WHAT NEEDS TO BE DONE: From the line that contains "Where can the tiled" through the closing line of the entries, write out each line exactly; pictures stay out.

- - - - -

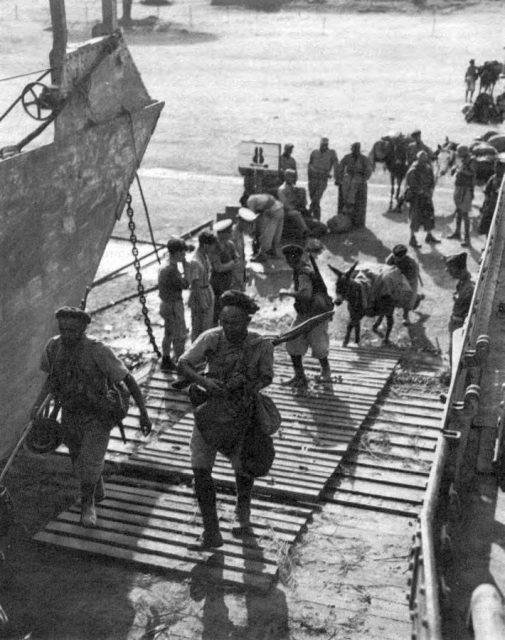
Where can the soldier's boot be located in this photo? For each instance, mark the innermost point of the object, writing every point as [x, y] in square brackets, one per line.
[466, 241]
[167, 364]
[100, 491]
[457, 233]
[299, 380]
[243, 505]
[325, 375]
[179, 346]
[88, 511]
[206, 497]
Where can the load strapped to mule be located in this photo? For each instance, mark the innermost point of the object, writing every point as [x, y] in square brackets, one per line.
[379, 281]
[485, 109]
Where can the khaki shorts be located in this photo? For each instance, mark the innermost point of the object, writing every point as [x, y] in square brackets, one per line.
[317, 339]
[173, 315]
[203, 455]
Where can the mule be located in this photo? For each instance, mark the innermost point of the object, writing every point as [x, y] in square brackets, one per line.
[392, 151]
[489, 74]
[357, 293]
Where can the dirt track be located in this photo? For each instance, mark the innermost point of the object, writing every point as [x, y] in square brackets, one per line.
[292, 76]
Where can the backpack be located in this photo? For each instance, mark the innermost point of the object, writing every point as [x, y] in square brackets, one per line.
[118, 399]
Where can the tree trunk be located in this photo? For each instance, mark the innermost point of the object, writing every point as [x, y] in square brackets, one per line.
[127, 12]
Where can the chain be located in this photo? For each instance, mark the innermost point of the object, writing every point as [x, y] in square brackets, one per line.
[138, 275]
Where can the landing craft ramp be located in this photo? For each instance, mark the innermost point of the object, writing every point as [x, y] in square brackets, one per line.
[152, 523]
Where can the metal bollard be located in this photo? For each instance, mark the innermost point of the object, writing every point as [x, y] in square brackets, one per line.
[487, 617]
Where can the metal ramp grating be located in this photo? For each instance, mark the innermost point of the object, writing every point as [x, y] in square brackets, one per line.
[317, 426]
[152, 523]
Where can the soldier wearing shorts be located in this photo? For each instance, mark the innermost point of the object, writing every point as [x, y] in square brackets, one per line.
[80, 371]
[456, 267]
[201, 297]
[305, 287]
[171, 284]
[239, 363]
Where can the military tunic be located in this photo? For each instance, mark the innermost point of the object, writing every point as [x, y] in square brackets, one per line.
[462, 299]
[319, 168]
[318, 338]
[201, 297]
[355, 171]
[78, 378]
[221, 357]
[170, 286]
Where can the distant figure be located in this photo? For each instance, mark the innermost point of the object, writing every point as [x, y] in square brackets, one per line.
[410, 269]
[471, 75]
[417, 145]
[309, 295]
[464, 185]
[289, 195]
[287, 161]
[201, 296]
[491, 191]
[171, 283]
[80, 372]
[420, 184]
[269, 225]
[321, 163]
[244, 225]
[354, 172]
[223, 259]
[456, 267]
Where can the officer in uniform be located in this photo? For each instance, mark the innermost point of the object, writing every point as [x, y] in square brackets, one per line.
[456, 267]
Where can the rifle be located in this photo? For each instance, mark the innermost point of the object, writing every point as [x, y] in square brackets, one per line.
[302, 328]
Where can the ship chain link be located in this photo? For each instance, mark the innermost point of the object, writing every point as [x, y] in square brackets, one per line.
[138, 275]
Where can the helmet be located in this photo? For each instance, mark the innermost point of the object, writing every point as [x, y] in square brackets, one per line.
[44, 436]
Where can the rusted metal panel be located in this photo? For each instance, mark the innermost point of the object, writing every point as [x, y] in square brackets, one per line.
[58, 206]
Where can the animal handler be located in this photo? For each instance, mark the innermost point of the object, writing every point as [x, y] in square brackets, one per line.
[456, 267]
[80, 371]
[355, 171]
[222, 262]
[420, 185]
[310, 299]
[321, 163]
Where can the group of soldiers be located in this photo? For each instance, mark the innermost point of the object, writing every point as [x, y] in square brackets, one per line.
[280, 202]
[239, 362]
[226, 362]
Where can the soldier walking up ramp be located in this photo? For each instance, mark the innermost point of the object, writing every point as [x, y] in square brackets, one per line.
[154, 523]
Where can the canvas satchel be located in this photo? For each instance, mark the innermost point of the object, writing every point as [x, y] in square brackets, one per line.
[257, 451]
[267, 414]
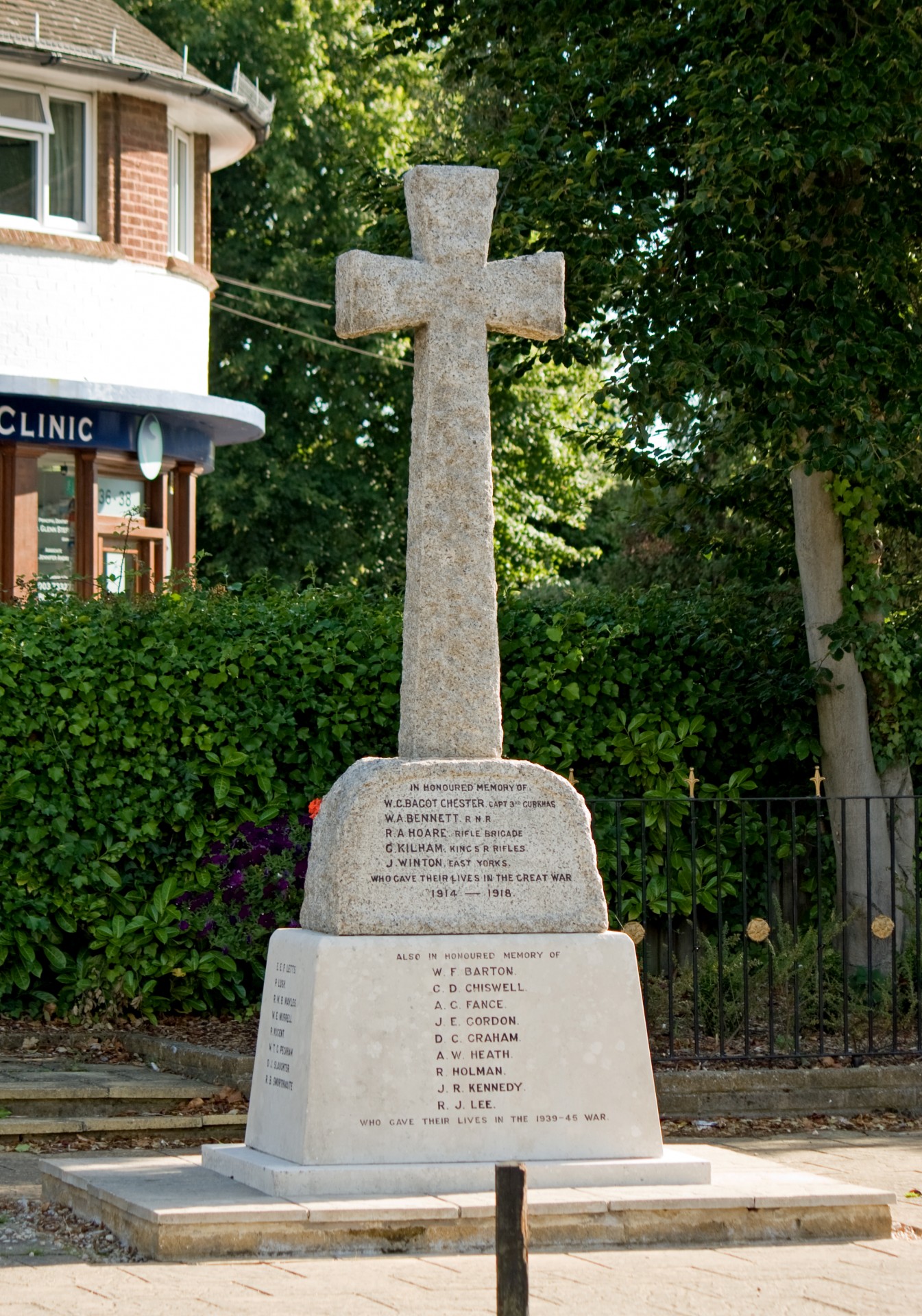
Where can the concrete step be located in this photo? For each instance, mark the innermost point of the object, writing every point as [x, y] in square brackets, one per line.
[21, 1128]
[47, 1088]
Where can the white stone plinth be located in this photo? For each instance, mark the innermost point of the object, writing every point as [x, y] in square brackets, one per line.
[445, 1051]
[404, 846]
[280, 1178]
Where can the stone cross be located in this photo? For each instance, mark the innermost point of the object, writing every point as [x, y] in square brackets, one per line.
[452, 296]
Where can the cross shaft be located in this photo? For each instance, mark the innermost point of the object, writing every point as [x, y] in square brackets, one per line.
[452, 296]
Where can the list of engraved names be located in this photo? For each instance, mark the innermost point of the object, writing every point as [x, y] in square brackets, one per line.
[482, 840]
[283, 1003]
[485, 1019]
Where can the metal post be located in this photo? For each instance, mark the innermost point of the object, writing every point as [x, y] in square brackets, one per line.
[512, 1240]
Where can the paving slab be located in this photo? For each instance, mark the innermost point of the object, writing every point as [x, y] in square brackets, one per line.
[792, 1280]
[170, 1208]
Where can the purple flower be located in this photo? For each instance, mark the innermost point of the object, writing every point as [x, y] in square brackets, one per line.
[252, 833]
[253, 855]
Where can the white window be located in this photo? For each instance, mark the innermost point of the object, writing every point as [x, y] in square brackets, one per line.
[182, 232]
[45, 160]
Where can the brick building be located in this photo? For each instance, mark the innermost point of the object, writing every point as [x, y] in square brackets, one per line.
[108, 140]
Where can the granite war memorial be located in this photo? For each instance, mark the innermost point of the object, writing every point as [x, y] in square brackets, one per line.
[454, 995]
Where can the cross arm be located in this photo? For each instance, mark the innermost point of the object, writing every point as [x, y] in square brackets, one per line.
[380, 294]
[525, 296]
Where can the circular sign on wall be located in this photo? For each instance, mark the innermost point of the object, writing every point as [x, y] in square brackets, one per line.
[150, 446]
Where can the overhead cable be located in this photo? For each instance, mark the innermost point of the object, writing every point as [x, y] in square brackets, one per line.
[274, 293]
[313, 337]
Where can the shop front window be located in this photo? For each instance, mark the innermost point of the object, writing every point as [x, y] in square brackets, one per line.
[56, 523]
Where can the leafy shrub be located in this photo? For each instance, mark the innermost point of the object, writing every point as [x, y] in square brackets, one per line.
[138, 738]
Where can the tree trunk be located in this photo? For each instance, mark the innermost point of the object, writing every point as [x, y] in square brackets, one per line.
[871, 814]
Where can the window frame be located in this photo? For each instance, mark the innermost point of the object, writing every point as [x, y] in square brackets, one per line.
[182, 245]
[41, 133]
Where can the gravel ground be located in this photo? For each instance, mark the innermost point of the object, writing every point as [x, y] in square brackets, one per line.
[43, 1232]
[41, 1038]
[736, 1127]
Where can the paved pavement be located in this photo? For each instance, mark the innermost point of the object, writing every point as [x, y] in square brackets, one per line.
[882, 1277]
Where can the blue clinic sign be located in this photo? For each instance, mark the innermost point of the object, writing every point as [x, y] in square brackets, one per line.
[73, 424]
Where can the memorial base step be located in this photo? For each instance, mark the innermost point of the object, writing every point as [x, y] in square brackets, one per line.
[173, 1208]
[275, 1177]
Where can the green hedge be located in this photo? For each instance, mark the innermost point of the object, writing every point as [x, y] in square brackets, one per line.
[138, 736]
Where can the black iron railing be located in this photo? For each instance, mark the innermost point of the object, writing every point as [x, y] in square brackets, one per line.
[770, 928]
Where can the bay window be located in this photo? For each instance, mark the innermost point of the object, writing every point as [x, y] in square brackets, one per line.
[182, 237]
[45, 160]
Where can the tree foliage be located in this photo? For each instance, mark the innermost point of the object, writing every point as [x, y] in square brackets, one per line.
[737, 191]
[324, 495]
[146, 740]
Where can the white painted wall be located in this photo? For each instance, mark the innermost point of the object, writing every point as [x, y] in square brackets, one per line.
[82, 317]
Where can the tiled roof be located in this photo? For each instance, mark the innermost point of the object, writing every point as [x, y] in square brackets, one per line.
[87, 24]
[80, 33]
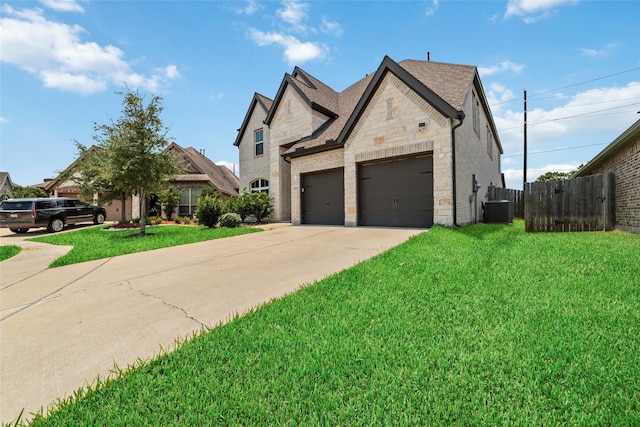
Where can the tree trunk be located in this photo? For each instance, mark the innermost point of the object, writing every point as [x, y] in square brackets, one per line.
[143, 212]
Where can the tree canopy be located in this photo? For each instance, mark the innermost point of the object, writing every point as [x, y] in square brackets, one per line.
[130, 156]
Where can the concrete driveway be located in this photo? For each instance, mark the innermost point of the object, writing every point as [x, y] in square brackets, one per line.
[61, 328]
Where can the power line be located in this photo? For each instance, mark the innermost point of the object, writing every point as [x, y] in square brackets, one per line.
[557, 149]
[568, 86]
[574, 116]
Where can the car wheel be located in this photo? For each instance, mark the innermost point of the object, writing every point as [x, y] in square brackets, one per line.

- - - - -

FINISHED EXERCISE:
Where can the tiled roof be located in this photo? For each instance, mark the innermost point of the object, writing every point as [x, y] in square brackets, one per line.
[87, 24]
[80, 33]
Where can the tree trunk be located in this photo? For each instance, mark the innermost point of the object, writing every point as [x, y] in square brackets, one per line.
[143, 212]
Where can the tree canopy be located in this photo? For each instance, mark the innermost point of the object, writing every point as [x, y] in square brackets, one per line.
[130, 156]
Where can the concrete driveway be located in this photo? For each instance, mark the innermost point of the object, writing every point as [x, y] in square brackets, one per line.
[61, 328]
Where can the power line be located in this photo? For each instance, mark the innermost point of the object, writing every point as [x, y] in square brackets, one per line.
[557, 149]
[568, 86]
[574, 116]
Where can the car wheel be located in this photo? For each instance, mark the innermost point of the object, writing every point as [x, y] in square brackets, one per line.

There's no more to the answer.